#### Reading text ####

If you’re hoping a solid workout will help you de-stress, new research suggests making an effort to calm down before heading to the gym is better for your health.
The large, international study has found a link between heavy exertion while stressed or mad, to a tripled risk of having a heart attack within an hour.
While it’s well known that regular exercise can help alleviate stress, researchers say getting too little or too much can be dangerous.
The study, led by the Population Health Research Institute at McMaster University in Hamilton, suggests there are good and bad times to exercise.
Previous studies that examined anger and exertion as heart attack triggers were limited by their small size, and included few women and minorities. This latest study involved 12,461 people suffering a first heart attack in 52 countries. The average age of the participants was 58, and seventy-five per cent were men.
Those participating in the study completed a survey about whether they were angry or upset, or had heavy exertion, about an the hour before their heart attack or during the same time period the previous day.
Researchers could then compare risk at different times in the same people, and the impact of these potential heart attack triggers.
The study found that both heavy physical exertion and being angry/upset doubled the risk of suffering heart attack symptoms within an hour.
Feeling both at the same time more than tripled the risk for a heart attack.
The risk was at it’s highest point between 6 p.m. and midnight, and was independent of other factors including smoking, obesity, and high blood pressure.
Researchers say it should be noted that test subjects reported their own stress or anger, and people who recently had heart attack may have an easier time remembering if they suffered a trigger. The definition of “strenuous exertion” was also subject to the patient’s interpretation.
Since the study is observational, it cannot prove cause and effect. But because it’s not possible to randomly assign people to be angry and exercise and then see how many have heart attacks, it’s likely the closest researchers can get.
Researchers recommend people find ways to reducing their anxiety, stress, or extreme anger before tackling vigorous exercise.
The results of the study, which was funded in-part by the Canadian Institutes of Health Research, were published Monday in the Heart Association journal Circulation.

#### Entries shown ####

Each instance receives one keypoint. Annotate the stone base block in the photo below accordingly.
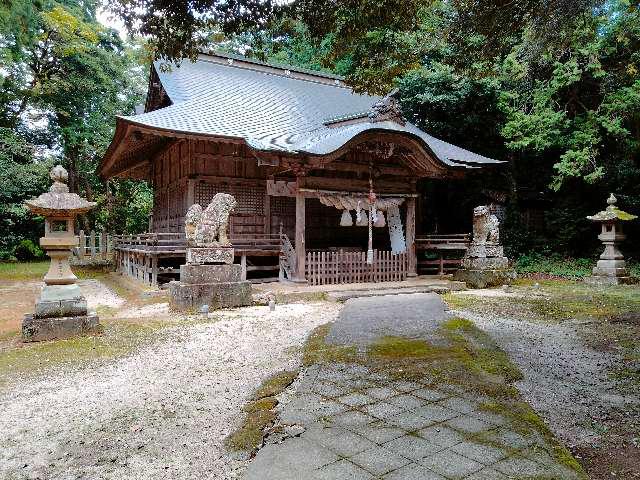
(609, 271)
(42, 329)
(60, 301)
(485, 278)
(199, 274)
(210, 255)
(488, 263)
(216, 295)
(610, 280)
(482, 250)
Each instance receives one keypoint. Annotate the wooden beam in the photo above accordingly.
(411, 238)
(300, 230)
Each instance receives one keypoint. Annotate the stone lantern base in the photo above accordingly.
(217, 282)
(61, 312)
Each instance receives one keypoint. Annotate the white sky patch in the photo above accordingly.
(108, 19)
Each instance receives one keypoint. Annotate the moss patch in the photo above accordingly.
(259, 413)
(458, 354)
(275, 385)
(554, 301)
(317, 350)
(527, 422)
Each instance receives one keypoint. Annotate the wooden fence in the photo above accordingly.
(325, 268)
(445, 252)
(95, 246)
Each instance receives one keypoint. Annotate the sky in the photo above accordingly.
(108, 20)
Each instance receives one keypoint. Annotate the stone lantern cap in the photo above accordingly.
(612, 213)
(58, 202)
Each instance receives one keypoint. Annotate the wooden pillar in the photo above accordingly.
(300, 245)
(154, 271)
(412, 260)
(243, 266)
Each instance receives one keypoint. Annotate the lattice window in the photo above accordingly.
(250, 198)
(283, 206)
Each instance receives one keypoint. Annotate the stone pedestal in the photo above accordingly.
(40, 329)
(61, 312)
(216, 281)
(209, 255)
(484, 265)
(611, 269)
(61, 309)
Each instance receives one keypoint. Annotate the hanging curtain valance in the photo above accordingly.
(344, 202)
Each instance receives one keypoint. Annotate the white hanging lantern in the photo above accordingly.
(379, 220)
(363, 221)
(346, 220)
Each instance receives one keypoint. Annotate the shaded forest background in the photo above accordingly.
(552, 87)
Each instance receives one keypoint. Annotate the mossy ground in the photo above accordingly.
(462, 355)
(259, 413)
(606, 319)
(554, 301)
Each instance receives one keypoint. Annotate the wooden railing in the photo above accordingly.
(93, 247)
(453, 245)
(337, 267)
(141, 256)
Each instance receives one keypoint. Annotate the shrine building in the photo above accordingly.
(326, 180)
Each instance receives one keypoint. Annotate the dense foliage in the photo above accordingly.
(551, 86)
(63, 79)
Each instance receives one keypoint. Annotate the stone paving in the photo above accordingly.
(345, 421)
(363, 425)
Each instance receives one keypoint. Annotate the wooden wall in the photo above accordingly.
(193, 171)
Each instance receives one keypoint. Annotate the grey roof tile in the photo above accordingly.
(271, 110)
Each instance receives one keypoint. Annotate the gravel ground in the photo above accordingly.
(162, 412)
(564, 380)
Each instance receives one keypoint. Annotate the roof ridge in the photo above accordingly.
(280, 69)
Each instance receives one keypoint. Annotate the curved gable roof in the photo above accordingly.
(276, 109)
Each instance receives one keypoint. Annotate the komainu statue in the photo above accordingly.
(209, 227)
(485, 226)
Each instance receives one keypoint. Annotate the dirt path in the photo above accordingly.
(162, 412)
(564, 380)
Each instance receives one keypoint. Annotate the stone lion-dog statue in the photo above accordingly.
(209, 227)
(485, 226)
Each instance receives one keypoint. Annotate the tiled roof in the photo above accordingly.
(273, 108)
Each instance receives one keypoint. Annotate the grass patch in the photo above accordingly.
(259, 413)
(554, 301)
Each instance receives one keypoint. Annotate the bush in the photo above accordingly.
(27, 250)
(554, 264)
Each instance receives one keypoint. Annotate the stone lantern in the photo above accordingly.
(611, 269)
(61, 309)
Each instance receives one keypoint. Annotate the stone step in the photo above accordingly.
(378, 292)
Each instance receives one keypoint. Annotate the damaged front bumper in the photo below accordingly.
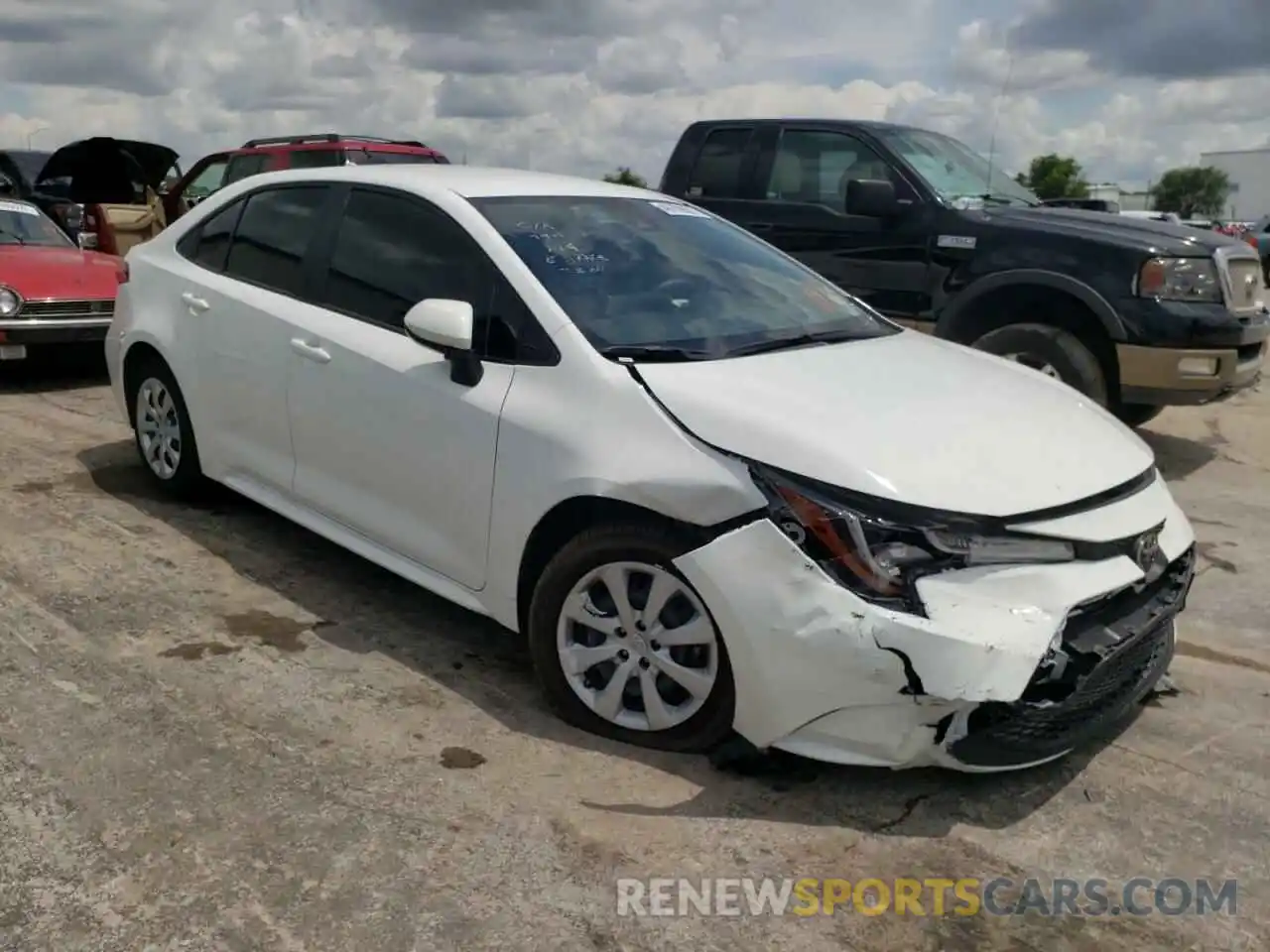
(1012, 666)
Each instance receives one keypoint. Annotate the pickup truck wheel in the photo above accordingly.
(1051, 350)
(1137, 414)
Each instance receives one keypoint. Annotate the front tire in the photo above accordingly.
(625, 648)
(163, 431)
(1051, 350)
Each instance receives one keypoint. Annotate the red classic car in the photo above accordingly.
(51, 293)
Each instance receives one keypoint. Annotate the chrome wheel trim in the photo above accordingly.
(158, 428)
(638, 647)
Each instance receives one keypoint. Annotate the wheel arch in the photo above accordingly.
(1039, 298)
(961, 316)
(568, 518)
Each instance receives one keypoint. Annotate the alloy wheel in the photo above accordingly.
(638, 647)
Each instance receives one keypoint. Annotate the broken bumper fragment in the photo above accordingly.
(1008, 666)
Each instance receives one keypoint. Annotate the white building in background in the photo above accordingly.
(1250, 180)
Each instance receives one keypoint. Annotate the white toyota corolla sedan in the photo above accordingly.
(716, 494)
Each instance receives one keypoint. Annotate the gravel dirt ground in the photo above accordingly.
(220, 733)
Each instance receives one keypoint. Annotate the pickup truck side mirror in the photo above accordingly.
(871, 198)
(447, 326)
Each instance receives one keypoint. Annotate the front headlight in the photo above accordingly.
(880, 558)
(10, 302)
(1180, 280)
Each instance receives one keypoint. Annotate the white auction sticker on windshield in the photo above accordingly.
(688, 211)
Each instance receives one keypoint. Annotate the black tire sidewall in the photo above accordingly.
(1075, 362)
(653, 546)
(187, 481)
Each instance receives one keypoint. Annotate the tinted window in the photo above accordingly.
(316, 158)
(272, 236)
(393, 252)
(244, 166)
(635, 273)
(208, 245)
(717, 171)
(816, 167)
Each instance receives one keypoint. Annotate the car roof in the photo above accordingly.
(463, 180)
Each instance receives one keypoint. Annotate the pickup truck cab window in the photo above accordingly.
(816, 167)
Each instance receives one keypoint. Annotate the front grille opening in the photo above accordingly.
(1110, 653)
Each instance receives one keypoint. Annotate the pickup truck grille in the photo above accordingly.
(1242, 281)
(66, 309)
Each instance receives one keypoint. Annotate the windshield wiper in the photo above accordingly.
(651, 353)
(763, 347)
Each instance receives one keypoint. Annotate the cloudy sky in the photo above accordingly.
(1129, 86)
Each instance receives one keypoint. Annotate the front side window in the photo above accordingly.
(22, 223)
(953, 171)
(391, 253)
(272, 236)
(816, 167)
(716, 173)
(662, 276)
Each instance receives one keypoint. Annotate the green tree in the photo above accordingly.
(1055, 177)
(1192, 190)
(625, 177)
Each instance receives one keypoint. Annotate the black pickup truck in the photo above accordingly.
(1135, 313)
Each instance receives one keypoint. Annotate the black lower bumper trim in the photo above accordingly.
(1109, 688)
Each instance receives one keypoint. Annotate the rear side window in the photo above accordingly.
(316, 158)
(272, 236)
(716, 173)
(208, 245)
(243, 166)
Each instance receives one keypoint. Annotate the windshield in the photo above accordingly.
(635, 273)
(953, 171)
(23, 223)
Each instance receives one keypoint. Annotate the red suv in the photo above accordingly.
(257, 155)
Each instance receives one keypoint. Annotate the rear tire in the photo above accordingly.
(163, 431)
(694, 696)
(1138, 414)
(1052, 350)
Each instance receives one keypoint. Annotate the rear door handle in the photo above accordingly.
(310, 352)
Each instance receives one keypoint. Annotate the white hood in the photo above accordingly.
(908, 417)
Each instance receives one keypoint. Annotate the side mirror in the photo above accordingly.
(871, 198)
(447, 326)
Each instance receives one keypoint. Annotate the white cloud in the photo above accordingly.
(583, 86)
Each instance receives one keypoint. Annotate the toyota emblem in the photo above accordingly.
(1146, 548)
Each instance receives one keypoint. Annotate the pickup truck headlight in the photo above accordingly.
(880, 558)
(1180, 280)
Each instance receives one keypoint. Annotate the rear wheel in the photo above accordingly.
(1051, 350)
(163, 431)
(625, 648)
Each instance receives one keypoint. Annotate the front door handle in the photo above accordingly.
(310, 352)
(194, 303)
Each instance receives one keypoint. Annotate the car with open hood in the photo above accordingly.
(716, 494)
(105, 191)
(51, 291)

####

**What to do**
Reproduce word for word the passage of the article on exertion, anger, and heart attack risk that begins at the words "The large, international" and ends after "times to exercise.".

**Solution to this task**
The large, international study has found a link between heavy exertion while stressed or mad, to a tripled risk of having a heart attack within an hour.
While it’s well known that regular exercise can help alleviate stress, researchers say getting too little or too much can be dangerous.
The study, led by the Population Health Research Institute at McMaster University in Hamilton, suggests there are good and bad times to exercise.